How to complete this task:
Change "girlfriend" to "companion" in the Lolita text, then write out that text from "As the following" to "Wellfleet, Mass.".

Provided text:
In Which Vladimir Nabokov Navigates Hell For Lolita
The Great Work
In an atmosphere of great secrecy, I shall show you — when I return east — an amazing book that will be quite ready by then.
Lolita was created once and for all when Vladimir Nabokov decided to transition his novel about an emigre's love of a young girl into the first person from the third person. Even then, it had a terrible time finding someone brave enough to publish its biting satire. Ignored upon first publication, the comic novel was finally given momentum it would never lose when the English novelist Graham Greene named it one of his best books in 1955.
As the following letters prove, even Nabokov's closest friends, including the critic Edmund Wilson, did not fully understand what had been placed in their care. Perhaps sensing he was missing something, Wilson showed the book to his wife and his ex-wife. They both liked the book considerably more than Edmund. It was eventually published in America by Walter Minton at G.P. Putnam, who had heard about it from his girlfriend, a dancer in the Latin Quarter, and nothing would ever be the same again.
Wilson's letter in October of 1953 precipitated Vladimir's first mention of Lolita:
October 23, 1953
Wellfleet, Mass.
Dear Volodya,
I had been wondering what you were up to. We are no longer at Talcottville but back here. After Christmas, we are going to that old Europe, where I have been asked to perform during February at the Seminar of American Studies at Salzburg — expect to take in London and Paris on the way.
Here is a story that you ought to be told. Paul Brooks, the head of Houghton Mifflin, is an enthusiastic amateur naturalist. One day he opened his door and found a Polyphemus moth on his doorstep, a male. He was surprised, because, according to him, it was irregular to see one in Boston at that time of year. The moth came into the house, flew through some of the rooms and then departed. The same thing happened the next day and the day after that. After the third visit, Brooks remembered that he had a Polyphemus cocoon. When he went to the box in the drawer where he kept it, he found that a female had emerged. He put her outside on the sundial, and the male at once came and got her. They left him a little note saying that if at any time he should get into trouble with dragons or ogres, he had only to call upon them.
I have had a horrible two weeks of gout, but am over it and am otherwise prospering. I have been working on three major literary projects, but won't describe them, since the results will inevitably reach you.
The only publication that will pay anything much for poetry is the New Yorker. You know about the Atlantic and Harper's. Or do you mean that you want, as you ought, to publish a book of poems? If you do, I'm afraid that you'd have to engage to give them a novel or something, too. Love to Vera. Elena sends love.

Source data:
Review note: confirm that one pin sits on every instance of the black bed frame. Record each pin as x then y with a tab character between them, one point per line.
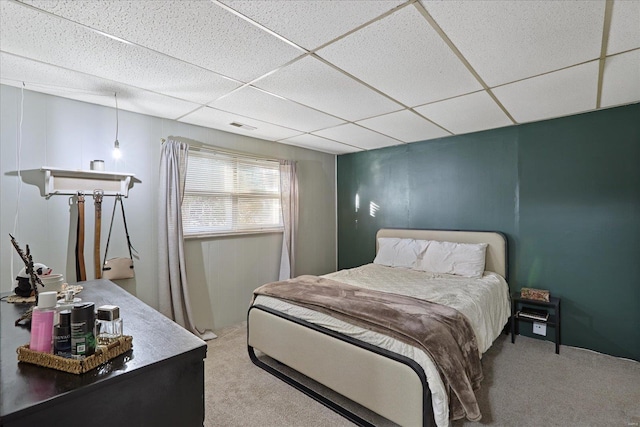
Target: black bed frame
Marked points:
427	408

Result of the task:
As the following letters prove, even Nabokov's closest friends, including the critic Edmund Wilson, did not fully understand what had been placed in their care. Perhaps sensing he was missing something, Wilson showed the book to his wife and his ex-wife. They both liked the book considerably more than Edmund. It was eventually published in America by Walter Minton at G.P. Putnam, who had heard about it from his companion, a dancer in the Latin Quarter, and nothing would ever be the same again.
Wilson's letter in October of 1953 precipitated Vladimir's first mention of Lolita:
October 23, 1953
Wellfleet, Mass.